=== Page ===
>>>

Saturday, January 19, 2008

How to fake UFO photos, by Almiro Barauna

The article was written by Vinicius Lima, showing "how to make a Martian spaceship", and this is the catch, the photo trickery was done by Almiro Baraúna.

Less than four years later, the very same Baraúna allegedly took photos of a real flying saucer while aboard a ship near the Trindade Island, on what would become a classic and to some, one of the best UFO cases ever.


Warning: do not read this article if you think you might be a UFO "believer."

5 comments:

Anonymous said...

Frankly, virtually ALL the UFO photos I've seen (here and elsewhere) look fake to me. I believe in the UFO EXPERIENCE (including abductions, etc.) I just don't happen to think that this type of experience involves anything that can be readily photographed, especially not something that looks like a couple of plates glued together and then photographed slightly out of focus....

Anonymous said...

<<<

=== Written instruction 1 ===
Find every line in the listing that contains the string "front" and copy each of those lines.

=== Records shown ===
>>>

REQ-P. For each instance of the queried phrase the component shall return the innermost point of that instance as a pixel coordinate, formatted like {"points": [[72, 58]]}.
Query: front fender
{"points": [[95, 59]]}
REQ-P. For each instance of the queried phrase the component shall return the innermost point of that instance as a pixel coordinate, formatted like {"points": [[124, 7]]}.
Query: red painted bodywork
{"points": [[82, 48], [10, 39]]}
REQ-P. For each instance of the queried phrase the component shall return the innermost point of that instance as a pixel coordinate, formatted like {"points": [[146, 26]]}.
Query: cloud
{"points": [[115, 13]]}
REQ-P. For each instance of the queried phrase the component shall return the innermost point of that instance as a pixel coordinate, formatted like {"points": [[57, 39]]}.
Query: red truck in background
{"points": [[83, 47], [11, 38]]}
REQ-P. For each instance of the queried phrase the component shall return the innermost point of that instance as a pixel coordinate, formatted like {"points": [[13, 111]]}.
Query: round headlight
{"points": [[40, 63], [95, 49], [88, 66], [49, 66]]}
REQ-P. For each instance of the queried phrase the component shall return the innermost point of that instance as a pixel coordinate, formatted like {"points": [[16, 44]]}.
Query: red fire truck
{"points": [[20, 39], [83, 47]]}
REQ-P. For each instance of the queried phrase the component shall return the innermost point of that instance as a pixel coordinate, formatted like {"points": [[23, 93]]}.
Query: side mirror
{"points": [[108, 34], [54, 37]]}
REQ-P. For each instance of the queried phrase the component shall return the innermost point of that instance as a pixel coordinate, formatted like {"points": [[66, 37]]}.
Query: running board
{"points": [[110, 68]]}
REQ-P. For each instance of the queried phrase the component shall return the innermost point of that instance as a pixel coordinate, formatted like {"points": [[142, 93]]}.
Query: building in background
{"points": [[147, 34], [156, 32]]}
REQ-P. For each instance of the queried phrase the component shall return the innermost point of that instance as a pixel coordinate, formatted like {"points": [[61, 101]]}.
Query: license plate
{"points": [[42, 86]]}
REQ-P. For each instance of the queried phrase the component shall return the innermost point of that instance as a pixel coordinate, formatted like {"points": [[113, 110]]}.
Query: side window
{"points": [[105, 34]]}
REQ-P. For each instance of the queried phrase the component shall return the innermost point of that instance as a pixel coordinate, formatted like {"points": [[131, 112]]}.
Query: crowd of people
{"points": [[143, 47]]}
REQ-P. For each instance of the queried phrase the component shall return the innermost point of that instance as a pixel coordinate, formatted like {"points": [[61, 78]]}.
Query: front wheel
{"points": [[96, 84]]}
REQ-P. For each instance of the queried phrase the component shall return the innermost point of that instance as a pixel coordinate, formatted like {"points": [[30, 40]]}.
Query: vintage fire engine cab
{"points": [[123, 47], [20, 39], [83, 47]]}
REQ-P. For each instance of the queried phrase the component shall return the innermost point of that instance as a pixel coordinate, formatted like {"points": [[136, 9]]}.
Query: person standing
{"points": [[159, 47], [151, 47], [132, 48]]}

<<<

=== Written instruction 2 ===
According to the first comment on the post about faking UFO photos, why does the commenter consider nearly all UFO photos fake while still believing in the UFO experience? Answer in one to three sentences.

=== Exercise answer 1 ===
Query: front fender
Query: front wheel

=== Exercise answer 2 ===
The commenter does not think the UFO experience involves anything that can be readily photographed. This applies especially to something that looks like a couple of plates glued together and photographed slightly out of focus.